- Task objective
Reproduce the material below word for word, leaving out the pictures.

Entries for labeling object positions
START

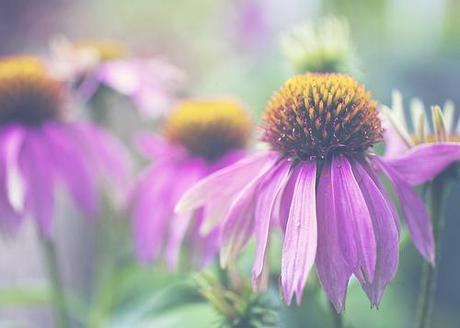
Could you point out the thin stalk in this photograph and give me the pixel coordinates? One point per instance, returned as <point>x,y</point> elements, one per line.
<point>336,317</point>
<point>61,316</point>
<point>430,272</point>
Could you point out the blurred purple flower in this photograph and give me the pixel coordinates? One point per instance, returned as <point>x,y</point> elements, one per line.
<point>320,184</point>
<point>200,138</point>
<point>151,83</point>
<point>430,151</point>
<point>39,149</point>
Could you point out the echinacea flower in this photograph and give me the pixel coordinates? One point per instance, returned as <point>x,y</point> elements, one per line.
<point>200,137</point>
<point>40,148</point>
<point>324,46</point>
<point>419,155</point>
<point>320,184</point>
<point>151,83</point>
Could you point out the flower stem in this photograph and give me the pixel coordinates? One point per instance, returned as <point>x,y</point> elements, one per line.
<point>336,317</point>
<point>430,272</point>
<point>57,291</point>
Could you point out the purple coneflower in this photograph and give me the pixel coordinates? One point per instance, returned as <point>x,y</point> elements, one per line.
<point>430,150</point>
<point>151,83</point>
<point>200,137</point>
<point>40,149</point>
<point>320,184</point>
<point>426,155</point>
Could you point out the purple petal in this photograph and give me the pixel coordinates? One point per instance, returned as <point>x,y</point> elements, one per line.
<point>284,200</point>
<point>178,228</point>
<point>10,144</point>
<point>417,218</point>
<point>238,227</point>
<point>157,147</point>
<point>39,178</point>
<point>300,239</point>
<point>152,208</point>
<point>72,166</point>
<point>218,189</point>
<point>422,163</point>
<point>386,229</point>
<point>188,174</point>
<point>333,270</point>
<point>353,218</point>
<point>269,191</point>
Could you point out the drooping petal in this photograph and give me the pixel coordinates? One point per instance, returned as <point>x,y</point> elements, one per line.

END

- Output
Could you point out the thin stalk in this photograph and give me the pixel coordinates? One point per instance, returned as <point>x,y</point> elements, one per line.
<point>336,317</point>
<point>61,316</point>
<point>430,272</point>
Could you point out the blurred purple flower in this photograph and give me the pixel coordinates? One point per instance, returned as <point>x,y</point> elements, one per line.
<point>320,184</point>
<point>200,138</point>
<point>151,83</point>
<point>430,151</point>
<point>39,149</point>
Could you point out the echinacea flower in this photograph and give me the pixel coordinates? One point per instance, returned as <point>x,y</point> elements, one per line.
<point>200,137</point>
<point>40,148</point>
<point>324,46</point>
<point>419,155</point>
<point>320,184</point>
<point>151,83</point>
Could you point out the flower stem in this photograph and give me the pixel coordinates? One point per instance, returned as <point>x,y</point> elements, one per line.
<point>336,317</point>
<point>430,272</point>
<point>57,291</point>
Could you point out the purple coneflower in this photograph and give me the pixel coordinates? One point per instance, returned as <point>x,y</point> elements, one per line.
<point>430,150</point>
<point>151,83</point>
<point>200,137</point>
<point>40,149</point>
<point>320,184</point>
<point>426,155</point>
Could you point out the purple petal in this photograph and give me the pixel coordinates? One point per instance, returned as <point>x,y</point> elements, one per line.
<point>284,200</point>
<point>178,228</point>
<point>10,144</point>
<point>417,218</point>
<point>238,227</point>
<point>157,147</point>
<point>39,178</point>
<point>300,239</point>
<point>152,208</point>
<point>72,166</point>
<point>218,189</point>
<point>422,163</point>
<point>386,229</point>
<point>188,174</point>
<point>333,270</point>
<point>353,218</point>
<point>269,191</point>
Could you point out the drooping petal in this photograph and give me the pixel coordinates? One point per instance, returned as <point>x,y</point> elements, one per line.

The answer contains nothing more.